● PROBLEM
Could you write out every line of the items below again, instructions included, with 87 added to each coordinate in the answers and the pictures left out?

— BEGIN STORED ROWS —

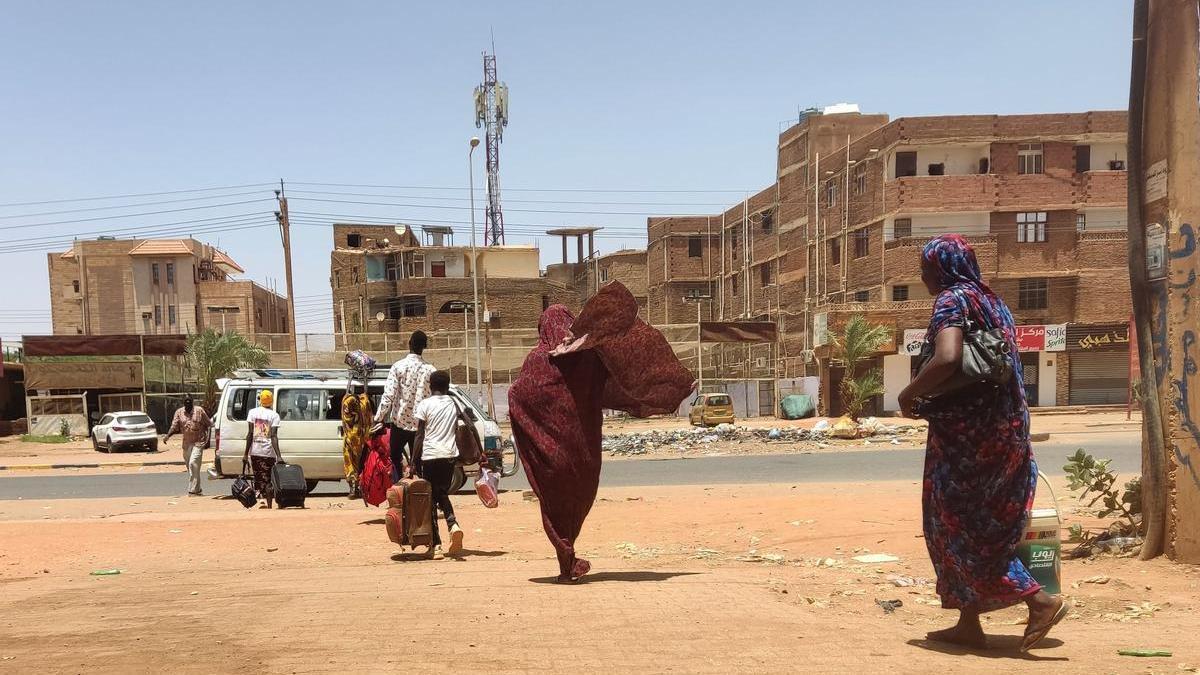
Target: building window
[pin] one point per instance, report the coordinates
(1032, 294)
(1031, 227)
(862, 239)
(1083, 159)
(1029, 159)
(413, 305)
(832, 192)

— END STORED ROWS —

● EXPECTED ANSWER
Target: building window
[pin] one point per instance, report the coordinates
(1119, 381)
(1118, 314)
(949, 326)
(1170, 246)
(1116, 246)
(500, 392)
(919, 279)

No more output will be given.